PROBLEM REQUIREMENTS:
Answer these questions using the text on chronic lymphocytic leukemia below.
(a) Which two markers are CLL cells positive for?
(b) What condition do patients with lymphadenopathy but without the critical threshold of circulating B lymphocytes have?
(c) What hemoglobin or hematocrit level marks Stage III disease?

** EXTRACT TO READ follows **

Based on recently updated International Workshop on Chronic Lymphocytic Leukemia (iwCLL) guidelines, additional work-up for this patient might include peripheral smear and flow cytometry, according to Paul Barr, MD.

“A peripheral smear is still useful in this day and age just to ensure that a patient has a typical look under the microscope. We expect to see small mature lymphocytes, smudge cells, and perhaps a smaller number of prolymphocytes. But to mark CLL based on flow cytometry we need to see greater than 5 x 109/L clonal B lymphocytes in the peripheral blood sustained over time,” Dr. Barr, medical director of the clinical trials office for Wilmot Cancer Institute at the University of Rochester (N.Y.), said during a presentation at the American Society of Hematology Meeting on Hematologic Malignancies.

A nuance in the iwCLL guidelines is that CLL also can be defined by a cytopenia caused by a typical marrow infiltrate, regardless of the number of circulating B lymphocytes, he noted.


As for CLL immunophenotype, the cells are CD5- and CD23-positive, and additional B cell markers like CD20 are “often dim, and – understandably – the cells are light-chain restricted,” he said.

A subtle difference between the World Health Organization classification of CLL and the iwCLL guidelines is that, by the former, patients can have “a somewhat atypical immunophenotype.”

“So our pathologists, I like to think, use a commonsense approach where, if there are very minor differences, they will still call it CLL, but not if there are major differences in the immunophenotype,” Dr. Barr said.

Patients with lymphadenopathy, without the critical threshold of circulating B lymphocytes, are considered to have small lymphocytic lymphoma (SLL).

“In this day and age we treat CLL and SLL relatively similarly, however, monoclonal B lymphocytosis (MBL) is the precursor lesion to CLL where we see less than 5 x 109/L of circulating B lymphocytes and an absence of adenopathy and disease-related cytopenias,” he noted.


It is still common practice to stage patients given the prognostic value of staging and given that treatment is provided in advanced disease, Dr. Barr said.

“This is simple, easy to apply, applicable worldwide, and only requires laboratory testing and a physical exam,” he said.

The stages include:

  • Stage 0: Lymphocytosis, peripheral lymphocyte count greater than 15,000/mcL and greater than 40% lymphocytes in bone marrow (low-risk disease status).
  • Stage I: Stage 0 disease plus enlarged lymph nodes (intermediate-risk disease status).
  • Stage II: Stage 0-I disease with splenomegaly and/or hepatomegaly (intermediate-risk disease status).
  • Stage III: Stage 0-II disease with hemoglobin less than 11g/dL or hematocrit less than 33% (high-risk disease status).
  • Stage IV: Stage 0-III disease with platelet count less than 100,000/mcL (high-risk disease status).

** End of EXTRACT TO READ **
** INFORMATION SHOWN follows **

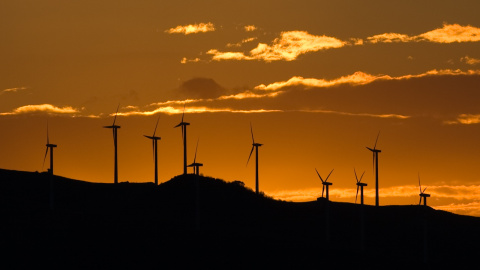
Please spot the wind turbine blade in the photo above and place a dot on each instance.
(419, 185)
(319, 175)
(326, 179)
(375, 146)
(44, 158)
(183, 114)
(48, 140)
(153, 149)
(155, 130)
(250, 154)
(251, 130)
(115, 118)
(357, 194)
(196, 148)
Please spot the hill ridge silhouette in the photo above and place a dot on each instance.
(98, 225)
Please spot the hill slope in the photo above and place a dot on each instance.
(189, 221)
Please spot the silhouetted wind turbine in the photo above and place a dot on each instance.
(324, 182)
(254, 145)
(375, 152)
(49, 147)
(196, 165)
(422, 193)
(114, 129)
(154, 146)
(184, 136)
(359, 185)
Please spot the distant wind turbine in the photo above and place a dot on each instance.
(325, 183)
(196, 166)
(50, 147)
(254, 145)
(375, 152)
(360, 186)
(422, 193)
(184, 125)
(114, 129)
(154, 146)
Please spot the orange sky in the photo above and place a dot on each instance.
(318, 81)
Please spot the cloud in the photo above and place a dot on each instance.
(470, 61)
(465, 119)
(357, 78)
(202, 109)
(192, 29)
(12, 90)
(389, 38)
(239, 44)
(46, 108)
(250, 28)
(200, 88)
(185, 60)
(458, 193)
(287, 47)
(397, 116)
(449, 33)
(471, 209)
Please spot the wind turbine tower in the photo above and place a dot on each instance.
(49, 148)
(375, 152)
(154, 146)
(325, 183)
(360, 186)
(114, 129)
(196, 166)
(184, 125)
(254, 145)
(422, 193)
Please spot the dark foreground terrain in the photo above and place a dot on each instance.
(190, 222)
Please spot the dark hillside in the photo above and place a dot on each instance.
(189, 221)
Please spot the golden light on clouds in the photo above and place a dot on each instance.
(47, 108)
(465, 119)
(449, 33)
(287, 47)
(470, 60)
(203, 109)
(12, 90)
(460, 194)
(358, 78)
(192, 29)
(250, 28)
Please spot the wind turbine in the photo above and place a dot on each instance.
(49, 147)
(184, 136)
(254, 145)
(154, 146)
(422, 193)
(359, 185)
(325, 183)
(196, 165)
(375, 152)
(114, 129)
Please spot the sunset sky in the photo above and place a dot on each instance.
(317, 79)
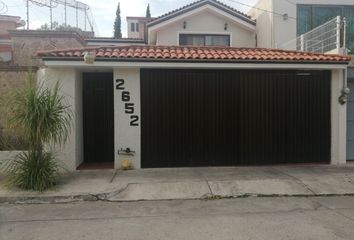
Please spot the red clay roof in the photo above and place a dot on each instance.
(192, 53)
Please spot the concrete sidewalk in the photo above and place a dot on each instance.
(193, 183)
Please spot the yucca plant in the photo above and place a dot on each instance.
(44, 117)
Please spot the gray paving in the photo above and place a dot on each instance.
(193, 183)
(283, 218)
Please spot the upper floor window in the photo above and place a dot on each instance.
(312, 16)
(134, 27)
(204, 40)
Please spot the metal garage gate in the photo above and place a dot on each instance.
(234, 117)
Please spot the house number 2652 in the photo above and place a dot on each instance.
(129, 107)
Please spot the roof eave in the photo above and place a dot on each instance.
(161, 60)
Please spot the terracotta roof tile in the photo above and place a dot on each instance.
(193, 53)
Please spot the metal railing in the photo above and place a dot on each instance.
(325, 38)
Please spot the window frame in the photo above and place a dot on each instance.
(205, 35)
(342, 7)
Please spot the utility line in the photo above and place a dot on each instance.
(261, 9)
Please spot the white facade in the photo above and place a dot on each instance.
(204, 20)
(273, 28)
(127, 136)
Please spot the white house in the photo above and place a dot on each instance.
(174, 104)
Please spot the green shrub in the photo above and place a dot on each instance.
(44, 118)
(12, 141)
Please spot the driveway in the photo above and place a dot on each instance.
(283, 218)
(194, 183)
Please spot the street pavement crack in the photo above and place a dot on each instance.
(296, 179)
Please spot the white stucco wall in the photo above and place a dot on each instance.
(131, 34)
(205, 22)
(338, 120)
(71, 154)
(126, 135)
(282, 30)
(264, 27)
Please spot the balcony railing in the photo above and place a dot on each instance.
(329, 37)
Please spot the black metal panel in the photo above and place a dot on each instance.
(234, 117)
(98, 117)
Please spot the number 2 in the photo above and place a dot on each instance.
(120, 83)
(134, 120)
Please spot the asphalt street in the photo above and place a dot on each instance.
(230, 219)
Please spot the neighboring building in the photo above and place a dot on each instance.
(221, 103)
(283, 21)
(204, 23)
(7, 23)
(17, 48)
(136, 27)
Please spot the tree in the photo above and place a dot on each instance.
(44, 116)
(117, 24)
(148, 14)
(59, 27)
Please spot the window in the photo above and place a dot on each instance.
(312, 16)
(204, 40)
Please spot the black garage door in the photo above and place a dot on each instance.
(234, 117)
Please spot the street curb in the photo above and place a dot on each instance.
(105, 197)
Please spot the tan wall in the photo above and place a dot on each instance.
(5, 26)
(24, 48)
(282, 30)
(70, 80)
(206, 22)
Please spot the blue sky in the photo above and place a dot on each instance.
(104, 11)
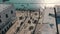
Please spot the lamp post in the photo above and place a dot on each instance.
(56, 20)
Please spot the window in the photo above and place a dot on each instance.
(20, 18)
(11, 12)
(6, 15)
(0, 20)
(35, 22)
(30, 28)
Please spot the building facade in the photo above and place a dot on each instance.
(7, 17)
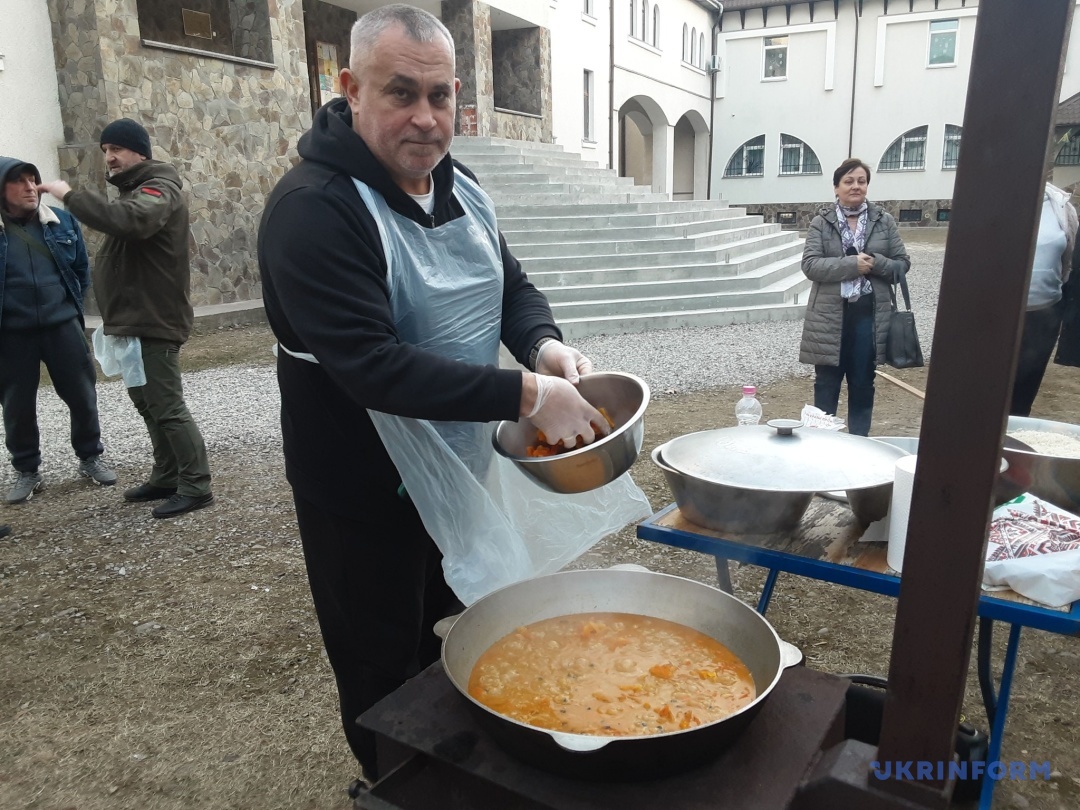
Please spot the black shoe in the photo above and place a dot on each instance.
(359, 786)
(179, 504)
(148, 493)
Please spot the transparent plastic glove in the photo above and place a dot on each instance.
(563, 415)
(559, 360)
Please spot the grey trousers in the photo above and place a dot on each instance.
(65, 352)
(179, 453)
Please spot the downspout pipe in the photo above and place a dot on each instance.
(612, 113)
(854, 71)
(712, 100)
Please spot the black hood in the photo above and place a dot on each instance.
(334, 143)
(9, 165)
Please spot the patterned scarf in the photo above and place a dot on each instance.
(853, 288)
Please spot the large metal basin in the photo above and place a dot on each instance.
(1053, 478)
(732, 509)
(706, 609)
(760, 481)
(625, 397)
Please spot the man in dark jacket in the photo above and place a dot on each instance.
(375, 574)
(43, 279)
(142, 279)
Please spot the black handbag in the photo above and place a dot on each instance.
(902, 348)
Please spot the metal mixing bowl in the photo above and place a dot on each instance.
(1054, 478)
(760, 480)
(624, 397)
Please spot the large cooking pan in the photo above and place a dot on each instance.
(706, 609)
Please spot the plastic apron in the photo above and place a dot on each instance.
(493, 524)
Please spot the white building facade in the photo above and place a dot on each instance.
(30, 126)
(802, 86)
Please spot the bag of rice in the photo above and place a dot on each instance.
(1034, 548)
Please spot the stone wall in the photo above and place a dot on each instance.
(469, 22)
(332, 24)
(229, 129)
(520, 127)
(515, 56)
(805, 212)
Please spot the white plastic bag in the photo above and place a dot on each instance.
(495, 526)
(120, 355)
(1034, 548)
(812, 417)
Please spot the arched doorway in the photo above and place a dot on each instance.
(690, 158)
(645, 144)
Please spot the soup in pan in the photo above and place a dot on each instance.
(610, 674)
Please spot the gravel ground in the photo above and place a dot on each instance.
(688, 360)
(238, 406)
(175, 664)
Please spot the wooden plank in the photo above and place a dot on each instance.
(1008, 122)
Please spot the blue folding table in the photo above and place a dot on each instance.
(825, 547)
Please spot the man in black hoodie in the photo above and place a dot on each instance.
(375, 574)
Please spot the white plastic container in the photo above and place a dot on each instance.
(748, 409)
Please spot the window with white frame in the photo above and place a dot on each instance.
(1069, 153)
(906, 153)
(774, 57)
(796, 157)
(748, 160)
(942, 49)
(588, 131)
(950, 151)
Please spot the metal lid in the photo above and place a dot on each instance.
(783, 456)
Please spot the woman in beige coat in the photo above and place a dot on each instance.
(853, 253)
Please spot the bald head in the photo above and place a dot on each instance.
(417, 24)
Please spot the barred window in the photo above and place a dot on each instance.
(1069, 153)
(950, 152)
(748, 160)
(906, 153)
(231, 28)
(796, 157)
(942, 49)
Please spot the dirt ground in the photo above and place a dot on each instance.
(178, 664)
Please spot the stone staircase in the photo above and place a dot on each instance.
(616, 258)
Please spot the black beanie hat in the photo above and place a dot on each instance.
(18, 169)
(130, 135)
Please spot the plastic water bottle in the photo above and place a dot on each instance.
(748, 409)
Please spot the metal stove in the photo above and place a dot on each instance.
(436, 757)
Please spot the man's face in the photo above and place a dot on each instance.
(21, 194)
(119, 158)
(403, 104)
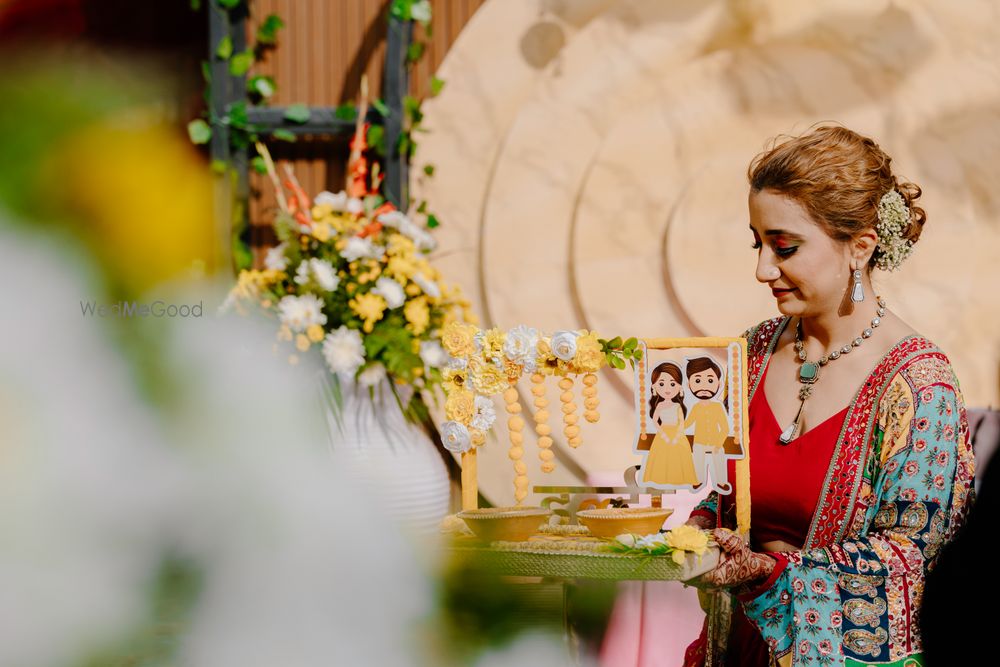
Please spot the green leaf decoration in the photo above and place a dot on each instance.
(237, 116)
(297, 113)
(415, 51)
(267, 33)
(262, 85)
(381, 107)
(225, 48)
(240, 63)
(284, 135)
(346, 112)
(199, 131)
(376, 138)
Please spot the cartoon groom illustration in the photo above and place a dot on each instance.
(711, 424)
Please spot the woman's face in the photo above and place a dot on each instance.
(666, 387)
(807, 271)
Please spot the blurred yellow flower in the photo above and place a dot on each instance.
(458, 339)
(417, 314)
(460, 405)
(368, 307)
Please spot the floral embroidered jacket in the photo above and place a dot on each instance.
(898, 487)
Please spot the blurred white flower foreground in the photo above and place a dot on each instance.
(97, 487)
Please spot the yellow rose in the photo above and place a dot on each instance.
(417, 315)
(460, 406)
(368, 307)
(458, 339)
(315, 333)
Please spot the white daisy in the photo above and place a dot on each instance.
(391, 291)
(298, 313)
(344, 351)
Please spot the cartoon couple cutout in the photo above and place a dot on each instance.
(671, 460)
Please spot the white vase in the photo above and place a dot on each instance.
(393, 460)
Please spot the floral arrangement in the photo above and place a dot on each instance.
(676, 543)
(893, 218)
(485, 363)
(352, 279)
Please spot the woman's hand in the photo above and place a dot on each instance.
(738, 564)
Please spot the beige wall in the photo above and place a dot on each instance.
(591, 159)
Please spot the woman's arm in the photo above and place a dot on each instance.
(859, 597)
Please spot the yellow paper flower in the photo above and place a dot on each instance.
(588, 357)
(321, 231)
(487, 378)
(460, 406)
(368, 307)
(315, 333)
(458, 339)
(417, 315)
(688, 538)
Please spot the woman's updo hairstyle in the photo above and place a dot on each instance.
(839, 177)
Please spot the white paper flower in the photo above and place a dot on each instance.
(399, 221)
(521, 344)
(391, 291)
(420, 11)
(372, 375)
(564, 344)
(275, 259)
(429, 287)
(358, 247)
(337, 202)
(432, 354)
(344, 351)
(485, 414)
(455, 437)
(298, 313)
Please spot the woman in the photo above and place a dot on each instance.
(860, 463)
(670, 461)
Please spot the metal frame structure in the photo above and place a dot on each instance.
(227, 90)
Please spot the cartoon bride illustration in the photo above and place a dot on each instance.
(670, 461)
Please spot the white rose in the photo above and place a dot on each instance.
(275, 259)
(344, 351)
(372, 375)
(358, 247)
(337, 202)
(432, 354)
(455, 437)
(564, 344)
(521, 343)
(391, 291)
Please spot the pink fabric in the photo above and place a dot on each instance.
(654, 621)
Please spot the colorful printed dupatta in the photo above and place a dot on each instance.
(898, 487)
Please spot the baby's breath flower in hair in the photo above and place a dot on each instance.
(893, 218)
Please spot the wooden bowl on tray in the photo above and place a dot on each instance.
(508, 524)
(615, 521)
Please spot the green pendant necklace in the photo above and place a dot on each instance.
(809, 370)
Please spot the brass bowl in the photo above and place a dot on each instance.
(614, 521)
(509, 524)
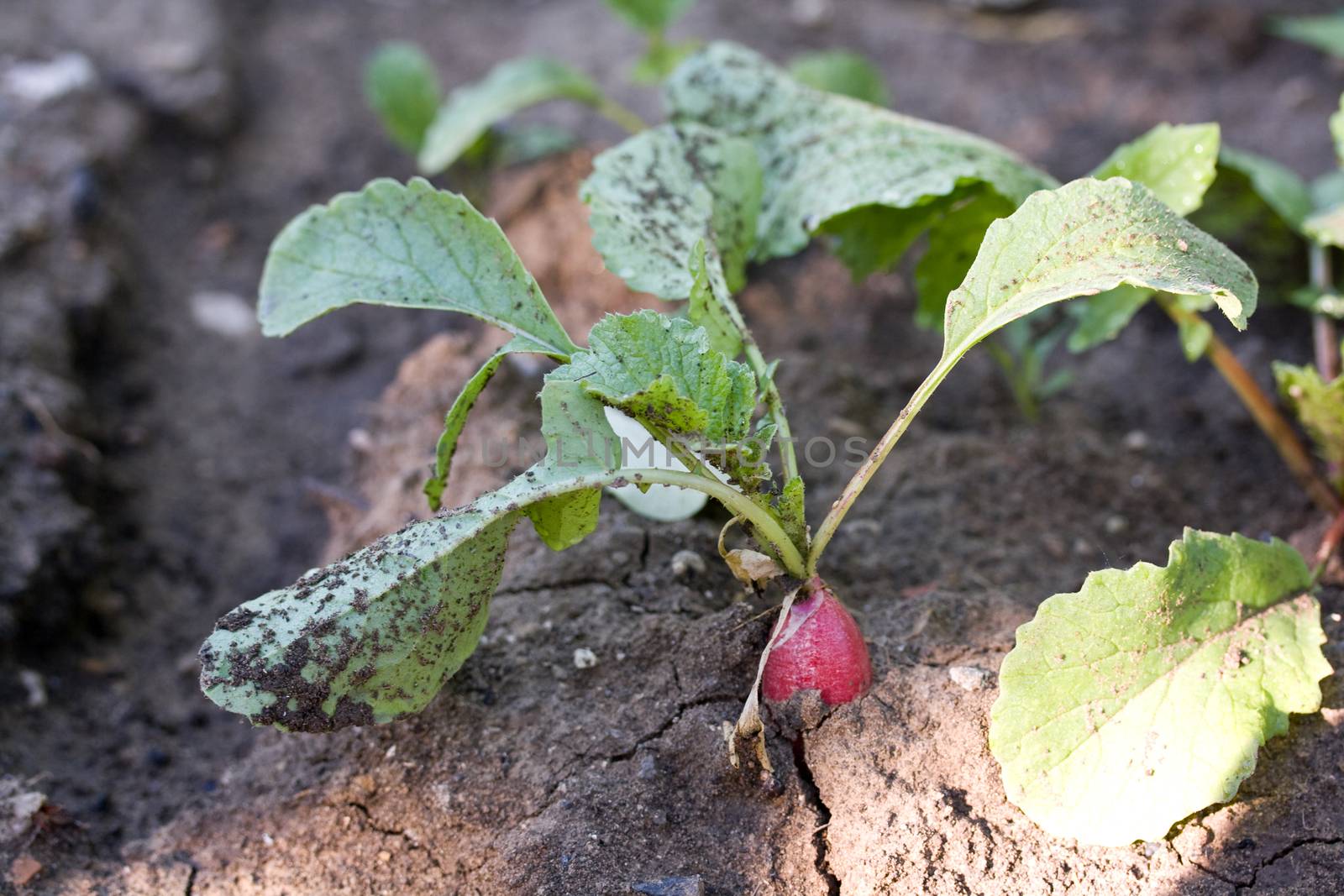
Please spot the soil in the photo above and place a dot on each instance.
(223, 465)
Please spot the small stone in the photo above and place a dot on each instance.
(1136, 441)
(692, 886)
(223, 313)
(971, 678)
(685, 563)
(35, 688)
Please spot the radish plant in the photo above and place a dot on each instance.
(753, 164)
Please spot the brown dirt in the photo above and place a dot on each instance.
(218, 457)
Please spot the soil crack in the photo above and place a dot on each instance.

** End of INFORMATION SHOWN **

ANSWER TO THIS TASK:
(a) CD5 and CD23.
(b) Small lymphocytic lymphoma (SLL).
(c) Hemoglobin less than 11 g/dL or hematocrit less than 33%.